## BRIEF 1
Could you copy the part of the is_json forum thread starting with "My Input Source" and going on through "something like this?"?

## SUPPLIED PASSAGE

++++++++++

Problem understanding the use of is_json function

Hi Guys,

im trying to understand if can utilize “is_json” for differ between Json and not Json Content in Message field in Pipeline Rules. From my understanding i could use something like this:

rule “Test for JSON”
when
is_json($message.message) == true
then
set_field(“may_contain_json”, true);
end

My Input Source is Raw AMPQ and the content of Message field is:

{“@timestamp”:“2023-05-17T12:50:17.457Z”,“priority”:“5”,“severity”:“notice”,“tags”:[“logstash”,“udp”,“_grokfix_sysloginput”],“message”:“May 17 14:50:17 se: lala\u0000”,“shipper”:“def”,“@version”:“1”,“facility_label”:“kernel”,“host”:“1.1.1.1”,“hostname”:“abc”}

But to me, it does not work like iam expecting it.

Hey @hasturo
You wanted something like this?

rule "extract-json"
when
   is_json(parse_json(to_string($message.message))) == true
then
   set_field("original_message", to_string($message.message));
   let json = parse_json(to_string($message.message));
   let map = to_map(json);
   set_fields(map);
   set_field("DEBUG", true);
end

Hi,

this is what im looking for. The problem here is that youre expecting json data. But whats with data thats not JSON? On my installation it throws Pipeline Errors because parse_json requires json content.

2023-05-30 12:23:42,646 WARN : org.graylog.plugins.pipelineprocessor.functions.json.JsonParse - Unable to parse JSON
com.fasterxml.jackson.core.JsonParseException: Unrecognized token ‘connection’: was expecting (‘true’, ‘false’ or ‘null’)
at [Source: (String)“connection from abc () at Sun Jul 10 13:17:22 2005”; line: 1, column: 11]

I can disable Warnings, but to me, this should be not the right way. Im trying to improve and simplify my Ruleset in General. I know that in can use a Regex to seperate my data but then im wondering why is_json cannot do this and whats is_json is for when i already has to sure that i push json data into it.

Best Regards,

Hey

As for

I have run into this situation, our resolve was depending on the device and/or same devices go to a specific input just for them, Switches. Firewall, Apache, etc… you get the hint.

++++++++++

## DATA SUPPLIED
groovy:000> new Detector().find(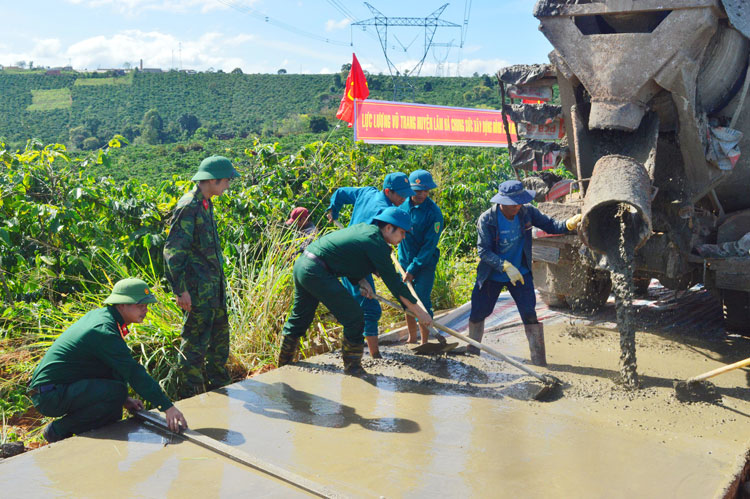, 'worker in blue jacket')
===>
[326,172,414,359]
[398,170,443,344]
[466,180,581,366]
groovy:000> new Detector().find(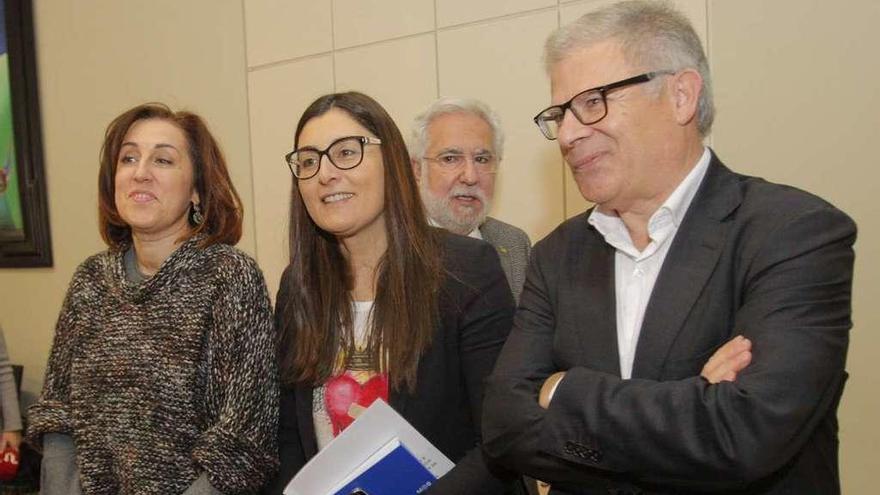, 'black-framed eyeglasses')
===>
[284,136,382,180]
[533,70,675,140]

++++++++++

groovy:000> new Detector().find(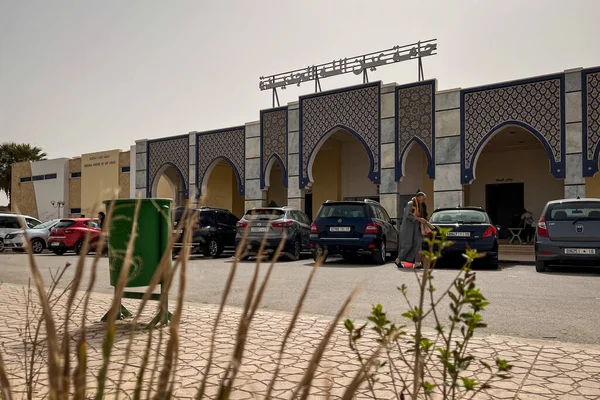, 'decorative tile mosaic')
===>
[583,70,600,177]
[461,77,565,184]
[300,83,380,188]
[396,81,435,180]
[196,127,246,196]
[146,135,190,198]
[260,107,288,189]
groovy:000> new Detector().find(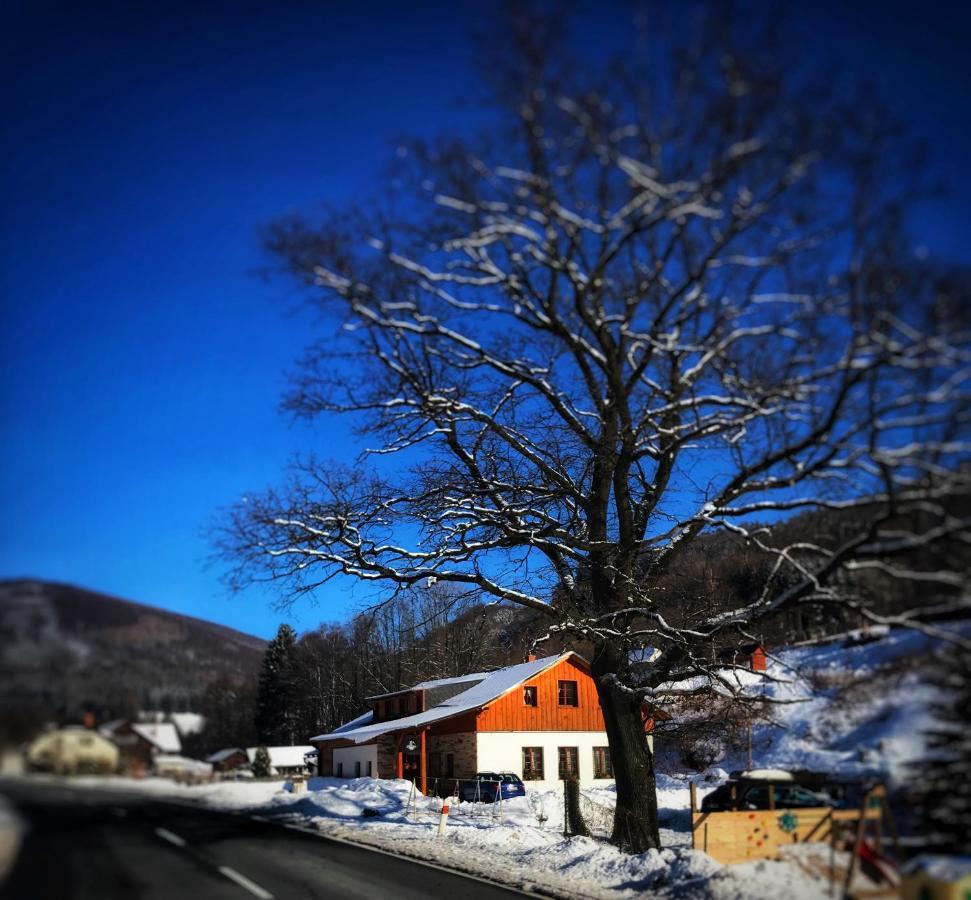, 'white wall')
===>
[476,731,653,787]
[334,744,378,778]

++++++++++

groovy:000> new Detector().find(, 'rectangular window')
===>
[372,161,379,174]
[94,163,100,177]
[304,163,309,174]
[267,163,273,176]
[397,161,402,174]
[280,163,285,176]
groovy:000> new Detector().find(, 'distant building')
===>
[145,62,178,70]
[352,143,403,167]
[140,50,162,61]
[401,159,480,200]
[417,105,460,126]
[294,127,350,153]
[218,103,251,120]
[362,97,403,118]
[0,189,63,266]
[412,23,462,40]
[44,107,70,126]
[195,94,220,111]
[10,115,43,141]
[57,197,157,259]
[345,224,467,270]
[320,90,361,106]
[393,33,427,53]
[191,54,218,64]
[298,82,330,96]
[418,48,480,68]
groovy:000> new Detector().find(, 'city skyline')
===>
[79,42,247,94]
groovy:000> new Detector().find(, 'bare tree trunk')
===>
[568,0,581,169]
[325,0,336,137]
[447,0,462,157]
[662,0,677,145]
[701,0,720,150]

++++++++++

## BRIEF 2
Could you render the records, starting with the line with "groovy:000> new Detector().find(, 'distant" and going on through the line with "[701,0,720,150]", as a Markdown table with the columns Row and Entry, where Row gives each line's number in sequence and Entry holds the line, leaving out any blank lines?

## SOLUTION 1
My Input Source is Raw AMPQ and the content of Message field is:

{“@timestamp”:“2023-05-17T12:50:17.457Z”,“priority”:“5”,“severity”:“notice”,“tags”:[“logstash”,“udp”,“_grokfix_sysloginput”],“message”:“May 17 14:50:17 se: lala\u0000”,“shipper”:“def”,“@version”:“1”,“facility_label”:“kernel”,“host”:“1.1.1.1”,“hostname”:“abc”}

But to me, it does not work like iam expecting it.

Hey @hasturo
You wanted something like this?

## SOLUTION 2
| Row | Entry |
|---|---|
| 1 | groovy:000> new Detector().find(, 'distant building') |
| 2 | ===> |
| 3 | [145,62,178,70] |
| 4 | [352,143,403,167] |
| 5 | [140,50,162,61] |
| 6 | [401,159,480,200] |
| 7 | [417,105,460,126] |
| 8 | [294,127,350,153] |
| 9 | [218,103,251,120] |
| 10 | [362,97,403,118] |
| 11 | [0,189,63,266] |
| 12 | [412,23,462,40] |
| 13 | [44,107,70,126] |
| 14 | [195,94,220,111] |
| 15 | [10,115,43,141] |
| 16 | [57,197,157,259] |
| 17 | [345,224,467,270] |
| 18 | [320,90,361,106] |
| 19 | [393,33,427,53] |
| 20 | [191,54,218,64] |
| 21 | [298,82,330,96] |
| 22 | [418,48,480,68] |
| 23 | groovy:000> new Detector().find(, 'city skyline') |
| 24 | ===> |
| 25 | [79,42,247,94] |
| 26 | groovy:000> new Detector().find(, 'bare tree trunk') |
| 27 | ===> |
| 28 | [568,0,581,169] |
| 29 | [325,0,336,137] |
| 30 | [447,0,462,157] |
| 31 | [662,0,677,145] |
| 32 | [701,0,720,150] |